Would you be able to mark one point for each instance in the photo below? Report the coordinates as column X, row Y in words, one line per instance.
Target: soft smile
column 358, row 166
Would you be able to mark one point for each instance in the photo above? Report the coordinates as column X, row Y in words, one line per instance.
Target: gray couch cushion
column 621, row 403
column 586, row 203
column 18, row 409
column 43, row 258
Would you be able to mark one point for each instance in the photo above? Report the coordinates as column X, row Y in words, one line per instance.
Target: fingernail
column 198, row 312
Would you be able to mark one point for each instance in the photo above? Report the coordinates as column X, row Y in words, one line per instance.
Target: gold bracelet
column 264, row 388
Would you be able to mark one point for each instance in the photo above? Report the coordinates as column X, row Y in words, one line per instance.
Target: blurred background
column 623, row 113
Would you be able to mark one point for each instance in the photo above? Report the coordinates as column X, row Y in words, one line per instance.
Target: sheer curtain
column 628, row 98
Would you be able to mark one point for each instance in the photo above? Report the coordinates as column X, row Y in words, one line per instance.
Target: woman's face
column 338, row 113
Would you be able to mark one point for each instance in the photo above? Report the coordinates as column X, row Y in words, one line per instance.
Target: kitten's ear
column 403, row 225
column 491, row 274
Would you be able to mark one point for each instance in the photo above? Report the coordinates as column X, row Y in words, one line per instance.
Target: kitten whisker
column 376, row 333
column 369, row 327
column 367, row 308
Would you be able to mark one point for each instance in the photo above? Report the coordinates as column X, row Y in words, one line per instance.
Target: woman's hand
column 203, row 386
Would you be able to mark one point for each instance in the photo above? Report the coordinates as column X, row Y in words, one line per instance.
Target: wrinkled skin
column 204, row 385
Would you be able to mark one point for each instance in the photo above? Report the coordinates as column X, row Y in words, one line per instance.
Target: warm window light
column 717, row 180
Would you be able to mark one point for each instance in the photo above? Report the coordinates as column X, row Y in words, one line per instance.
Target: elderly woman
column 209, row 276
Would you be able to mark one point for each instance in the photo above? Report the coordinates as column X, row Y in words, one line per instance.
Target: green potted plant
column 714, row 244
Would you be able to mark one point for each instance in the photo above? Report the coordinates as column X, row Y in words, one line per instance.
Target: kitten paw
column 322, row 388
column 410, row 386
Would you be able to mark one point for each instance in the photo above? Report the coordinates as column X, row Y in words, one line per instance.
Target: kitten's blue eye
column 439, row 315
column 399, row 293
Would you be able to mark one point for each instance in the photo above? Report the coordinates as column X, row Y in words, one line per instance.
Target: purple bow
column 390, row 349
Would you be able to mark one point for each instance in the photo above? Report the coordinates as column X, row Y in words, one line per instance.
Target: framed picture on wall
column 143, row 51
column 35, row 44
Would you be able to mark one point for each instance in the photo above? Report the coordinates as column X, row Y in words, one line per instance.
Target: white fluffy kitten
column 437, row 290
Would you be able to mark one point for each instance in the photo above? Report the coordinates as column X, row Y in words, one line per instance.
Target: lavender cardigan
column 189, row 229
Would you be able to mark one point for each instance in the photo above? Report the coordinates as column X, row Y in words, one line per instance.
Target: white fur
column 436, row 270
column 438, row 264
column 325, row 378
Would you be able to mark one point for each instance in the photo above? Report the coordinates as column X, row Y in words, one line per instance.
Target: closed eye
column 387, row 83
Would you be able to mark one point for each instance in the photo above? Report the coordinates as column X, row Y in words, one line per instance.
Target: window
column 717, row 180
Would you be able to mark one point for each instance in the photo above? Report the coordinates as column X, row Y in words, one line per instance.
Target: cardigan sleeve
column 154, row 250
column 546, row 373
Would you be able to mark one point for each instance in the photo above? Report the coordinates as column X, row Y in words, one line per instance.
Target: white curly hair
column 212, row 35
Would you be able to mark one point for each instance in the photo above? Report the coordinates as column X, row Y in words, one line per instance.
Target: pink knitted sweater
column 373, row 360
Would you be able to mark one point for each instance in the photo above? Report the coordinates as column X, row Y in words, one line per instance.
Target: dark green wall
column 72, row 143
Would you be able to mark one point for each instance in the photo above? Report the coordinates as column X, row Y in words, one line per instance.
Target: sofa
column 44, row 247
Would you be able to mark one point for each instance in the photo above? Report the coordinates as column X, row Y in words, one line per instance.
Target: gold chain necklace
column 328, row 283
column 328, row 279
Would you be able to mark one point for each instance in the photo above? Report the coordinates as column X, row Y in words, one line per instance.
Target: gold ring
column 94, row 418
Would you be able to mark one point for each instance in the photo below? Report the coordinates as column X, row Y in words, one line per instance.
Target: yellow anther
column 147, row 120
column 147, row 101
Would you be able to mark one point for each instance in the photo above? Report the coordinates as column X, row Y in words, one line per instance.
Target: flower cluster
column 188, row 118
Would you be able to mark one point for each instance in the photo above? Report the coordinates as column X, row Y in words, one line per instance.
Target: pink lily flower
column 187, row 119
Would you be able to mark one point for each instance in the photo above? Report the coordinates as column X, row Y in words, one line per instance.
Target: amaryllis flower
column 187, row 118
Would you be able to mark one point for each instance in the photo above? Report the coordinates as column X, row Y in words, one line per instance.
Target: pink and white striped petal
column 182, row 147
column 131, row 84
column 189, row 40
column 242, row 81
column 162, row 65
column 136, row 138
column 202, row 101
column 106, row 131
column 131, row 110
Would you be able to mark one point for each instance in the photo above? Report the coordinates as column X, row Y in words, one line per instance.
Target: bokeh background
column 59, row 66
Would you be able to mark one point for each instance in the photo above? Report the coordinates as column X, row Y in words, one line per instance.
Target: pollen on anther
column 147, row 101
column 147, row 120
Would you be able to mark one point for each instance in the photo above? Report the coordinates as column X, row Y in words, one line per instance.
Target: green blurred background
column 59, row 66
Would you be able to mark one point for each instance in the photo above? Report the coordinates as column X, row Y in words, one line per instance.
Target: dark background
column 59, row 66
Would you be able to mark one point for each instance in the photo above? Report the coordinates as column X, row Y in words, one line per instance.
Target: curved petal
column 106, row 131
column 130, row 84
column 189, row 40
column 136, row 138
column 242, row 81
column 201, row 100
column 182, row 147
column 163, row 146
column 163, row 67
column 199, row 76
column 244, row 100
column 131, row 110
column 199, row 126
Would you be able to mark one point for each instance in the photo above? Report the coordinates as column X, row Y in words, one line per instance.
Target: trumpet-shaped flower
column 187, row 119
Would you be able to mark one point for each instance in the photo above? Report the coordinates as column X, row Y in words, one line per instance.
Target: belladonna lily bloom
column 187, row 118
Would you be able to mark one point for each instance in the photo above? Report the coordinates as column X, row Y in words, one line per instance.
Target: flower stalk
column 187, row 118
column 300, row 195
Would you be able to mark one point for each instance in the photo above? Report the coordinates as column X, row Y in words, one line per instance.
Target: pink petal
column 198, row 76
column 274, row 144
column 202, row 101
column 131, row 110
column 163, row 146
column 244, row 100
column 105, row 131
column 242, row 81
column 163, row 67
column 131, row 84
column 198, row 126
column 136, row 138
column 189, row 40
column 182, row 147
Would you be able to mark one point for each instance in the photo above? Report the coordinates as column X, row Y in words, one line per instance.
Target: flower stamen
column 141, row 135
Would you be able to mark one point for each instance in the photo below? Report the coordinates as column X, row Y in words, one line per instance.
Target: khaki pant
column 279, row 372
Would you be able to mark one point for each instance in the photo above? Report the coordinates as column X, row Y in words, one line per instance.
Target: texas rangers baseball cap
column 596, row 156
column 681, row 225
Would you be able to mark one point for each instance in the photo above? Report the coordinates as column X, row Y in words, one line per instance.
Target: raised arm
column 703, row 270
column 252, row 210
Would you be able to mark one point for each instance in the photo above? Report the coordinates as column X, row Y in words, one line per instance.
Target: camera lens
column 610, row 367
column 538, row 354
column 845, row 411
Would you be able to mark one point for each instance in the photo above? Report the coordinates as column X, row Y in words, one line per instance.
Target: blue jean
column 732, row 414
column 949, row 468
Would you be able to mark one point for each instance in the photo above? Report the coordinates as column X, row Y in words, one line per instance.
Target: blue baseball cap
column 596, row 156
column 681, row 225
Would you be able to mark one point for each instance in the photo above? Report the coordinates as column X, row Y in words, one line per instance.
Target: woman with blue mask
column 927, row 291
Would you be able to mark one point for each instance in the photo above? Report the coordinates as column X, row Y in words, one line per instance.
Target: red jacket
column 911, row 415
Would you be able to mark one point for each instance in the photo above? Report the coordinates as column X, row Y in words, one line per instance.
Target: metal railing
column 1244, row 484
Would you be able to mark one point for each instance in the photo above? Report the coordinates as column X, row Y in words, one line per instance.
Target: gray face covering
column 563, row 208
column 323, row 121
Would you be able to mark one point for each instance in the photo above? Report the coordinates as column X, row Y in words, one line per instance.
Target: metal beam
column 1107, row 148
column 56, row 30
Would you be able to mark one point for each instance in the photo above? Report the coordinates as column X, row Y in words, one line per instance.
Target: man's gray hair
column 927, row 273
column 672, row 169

What the exercise asks –
Locate each line in the items above that contains the word "petal", and reproduce every such line in full.

Complete answer –
Target: pink and white striped petal
Target: curved petal
Target: pink petal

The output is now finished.